_Task goal_:
Everything in the entries below except the pictures must be returned exactly.

_Records for this exercise_:

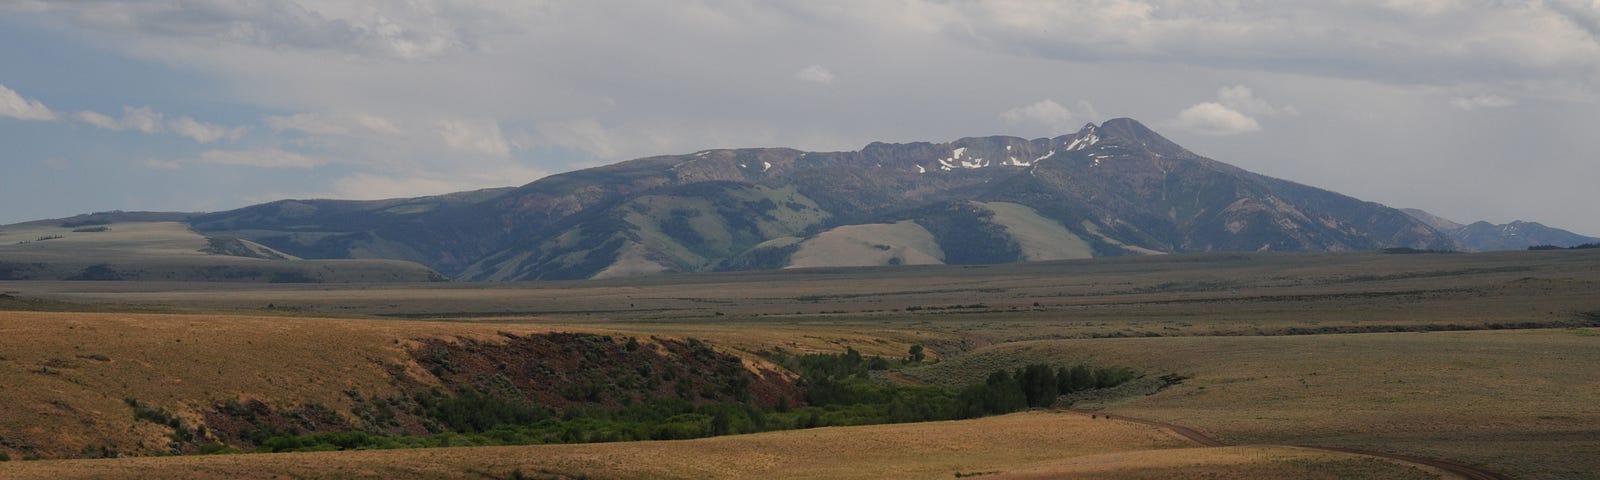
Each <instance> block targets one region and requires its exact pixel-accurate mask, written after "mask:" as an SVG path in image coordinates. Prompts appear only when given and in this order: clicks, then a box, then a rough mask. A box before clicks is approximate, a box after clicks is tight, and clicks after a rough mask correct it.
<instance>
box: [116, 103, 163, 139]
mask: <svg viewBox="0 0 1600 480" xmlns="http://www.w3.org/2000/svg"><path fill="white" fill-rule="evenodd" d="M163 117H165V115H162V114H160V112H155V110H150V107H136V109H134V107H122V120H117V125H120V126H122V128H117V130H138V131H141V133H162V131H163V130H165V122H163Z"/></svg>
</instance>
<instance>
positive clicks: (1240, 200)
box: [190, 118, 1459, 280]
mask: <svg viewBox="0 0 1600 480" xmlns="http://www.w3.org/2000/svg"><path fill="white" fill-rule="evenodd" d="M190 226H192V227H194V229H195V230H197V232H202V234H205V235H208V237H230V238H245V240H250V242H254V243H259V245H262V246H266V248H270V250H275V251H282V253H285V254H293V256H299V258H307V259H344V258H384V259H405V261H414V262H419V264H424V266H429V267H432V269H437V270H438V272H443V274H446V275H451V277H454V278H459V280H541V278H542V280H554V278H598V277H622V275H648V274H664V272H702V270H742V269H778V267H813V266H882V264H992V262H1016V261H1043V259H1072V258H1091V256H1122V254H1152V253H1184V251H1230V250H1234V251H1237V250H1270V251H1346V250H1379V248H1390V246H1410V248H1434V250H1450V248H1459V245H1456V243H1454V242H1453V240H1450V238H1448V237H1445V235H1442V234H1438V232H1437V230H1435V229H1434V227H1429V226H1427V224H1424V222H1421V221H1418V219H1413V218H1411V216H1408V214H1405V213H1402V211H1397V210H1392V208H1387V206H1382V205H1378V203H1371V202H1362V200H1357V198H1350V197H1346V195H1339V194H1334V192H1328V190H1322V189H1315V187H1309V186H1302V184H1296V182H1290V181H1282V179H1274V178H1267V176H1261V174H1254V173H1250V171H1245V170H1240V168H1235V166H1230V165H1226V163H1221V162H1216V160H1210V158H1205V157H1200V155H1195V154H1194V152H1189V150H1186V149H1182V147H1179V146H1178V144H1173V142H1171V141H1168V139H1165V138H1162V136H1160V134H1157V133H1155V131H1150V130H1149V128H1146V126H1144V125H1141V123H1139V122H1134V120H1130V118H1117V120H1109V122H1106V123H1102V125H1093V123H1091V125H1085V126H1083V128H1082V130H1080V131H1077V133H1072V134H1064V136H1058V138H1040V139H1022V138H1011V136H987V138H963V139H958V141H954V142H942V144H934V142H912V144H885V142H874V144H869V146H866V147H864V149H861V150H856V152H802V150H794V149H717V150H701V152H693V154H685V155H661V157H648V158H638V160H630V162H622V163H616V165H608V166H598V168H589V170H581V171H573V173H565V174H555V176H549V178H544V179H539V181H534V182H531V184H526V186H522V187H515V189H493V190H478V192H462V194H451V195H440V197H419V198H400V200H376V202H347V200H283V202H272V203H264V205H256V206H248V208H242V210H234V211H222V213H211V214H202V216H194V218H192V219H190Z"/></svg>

_Task answer_:
Each <instance> block targets one region and requires its exact pixel-accurate mask, written after "mask:" as an SVG path in image coordinates. Prompts appear only when given and in this order: clicks, then a box, then a rough mask. A box before clicks is approximate, a box after clicks is tight, and clicks after a rough mask correct it.
<instance>
box: [116, 103, 163, 139]
mask: <svg viewBox="0 0 1600 480" xmlns="http://www.w3.org/2000/svg"><path fill="white" fill-rule="evenodd" d="M163 117H165V115H162V114H160V112H155V110H150V107H136V109H134V107H122V120H117V125H120V126H122V128H117V130H138V131H141V133H162V131H163V130H165V122H163Z"/></svg>
</instance>
<instance>
positive clicks: (1240, 200)
box: [190, 118, 1459, 280]
mask: <svg viewBox="0 0 1600 480" xmlns="http://www.w3.org/2000/svg"><path fill="white" fill-rule="evenodd" d="M190 226H192V227H194V229H195V230H197V232H202V234H205V235H208V237H230V238H245V240H250V242H254V243H259V245H262V246H266V248H270V250H275V251H282V253H285V254H293V256H299V258H307V259H344V258H384V259H405V261H414V262H419V264H424V266H429V267H432V269H437V270H438V272H443V274H446V275H451V277H454V278H459V280H541V278H542V280H554V278H598V277H622V275H648V274H664V272H702V270H742V269H778V267H813V266H882V264H992V262H1016V261H1043V259H1072V258H1091V256H1122V254H1152V253H1184V251H1230V250H1234V251H1237V250H1270V251H1346V250H1379V248H1390V246H1410V248H1434V250H1450V248H1459V245H1456V243H1454V242H1453V240H1450V238H1448V237H1445V235H1442V234H1438V232H1437V230H1435V229H1434V227H1429V226H1427V224H1424V222H1421V221H1418V219H1413V218H1411V216H1408V214H1405V213H1402V211H1397V210H1392V208H1387V206H1382V205H1378V203H1371V202H1362V200H1357V198H1350V197H1346V195H1339V194H1334V192H1328V190H1322V189H1315V187H1309V186H1302V184H1296V182H1290V181H1282V179H1274V178H1267V176H1261V174H1254V173H1250V171H1245V170H1240V168H1235V166H1230V165H1226V163H1221V162H1216V160H1210V158H1205V157H1200V155H1195V154H1194V152H1189V150H1186V149H1182V147H1179V146H1178V144H1173V142H1171V141H1168V139H1165V138H1162V136H1160V134H1157V133H1155V131H1150V130H1149V128H1146V126H1144V125H1141V123H1139V122H1134V120H1130V118H1117V120H1109V122H1106V123H1102V125H1093V123H1091V125H1085V126H1083V128H1082V130H1080V131H1077V133H1072V134H1064V136H1058V138H1040V139H1022V138H1011V136H987V138H963V139H958V141H954V142H942V144H934V142H912V144H885V142H874V144H869V146H866V147H864V149H861V150H856V152H802V150H794V149H717V150H701V152H693V154H685V155H661V157H648V158H638V160H630V162H622V163H616V165H608V166H598V168H589V170H581V171H573V173H565V174H555V176H549V178H544V179H539V181H534V182H531V184H526V186H522V187H515V189H493V190H478V192H462V194H451V195H440V197H419V198H400V200H376V202H347V200H283V202H272V203H264V205H256V206H248V208H242V210H234V211H222V213H211V214H202V216H194V218H192V219H190Z"/></svg>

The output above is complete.